> [What needs to be done] In the text below about the Kitsap County cidery, list each activity it gives for the cidery's role as a community hub.

==== Text shown ====

Bushel & Barrel Ciderhouse is Kitsap County’s first and only cidery. It’s more than a place to gather and have a pint of cider. In the year since its opening, Bushel & Barrel has become a community hub, hosting events and local meet-up groups and giving back.
Bushel & Barrel started when owner Melissa Kittrell, then a nuclear machinist mate in the Navy, had an idea to supply cider to the Poulsbo breweries. She has a background in chemistry and wanted to fill a need to complement what the breweries were doing rather than competing against them.
Kittrell has always liked cider and started making it and selling it to Poulsbo breweries in 2014. Volholl was the first brewery to sell her cider and demand and interest was instant. So she procured bigger tanks and increased production.
In the early days, Kittrell was very experimental with her cider flavors, and some were wild and crazy and did not get the acceptance she wanted. As she continued, she found her sweet spot, crafting some amazing ciders. Today, she makes a wide range, but still has some of those wild and crazy flavors, like peach and ancho chile cider. The sweet heat of the ancho pepper is a great complement to the fruity flavors of ripe peach in this delicious brew.
In 2016, Kittrell wanted to start her own tasting room out of a desire to use her cider for community development and as an avenue to help local citizens in need. She had a vision that extended beyond producing great craft cider.

==== Stored data ====

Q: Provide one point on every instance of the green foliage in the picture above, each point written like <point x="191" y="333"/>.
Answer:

====

> [Exercise result]
- Hosting events
- Hosting local meet-up groups
- Giving back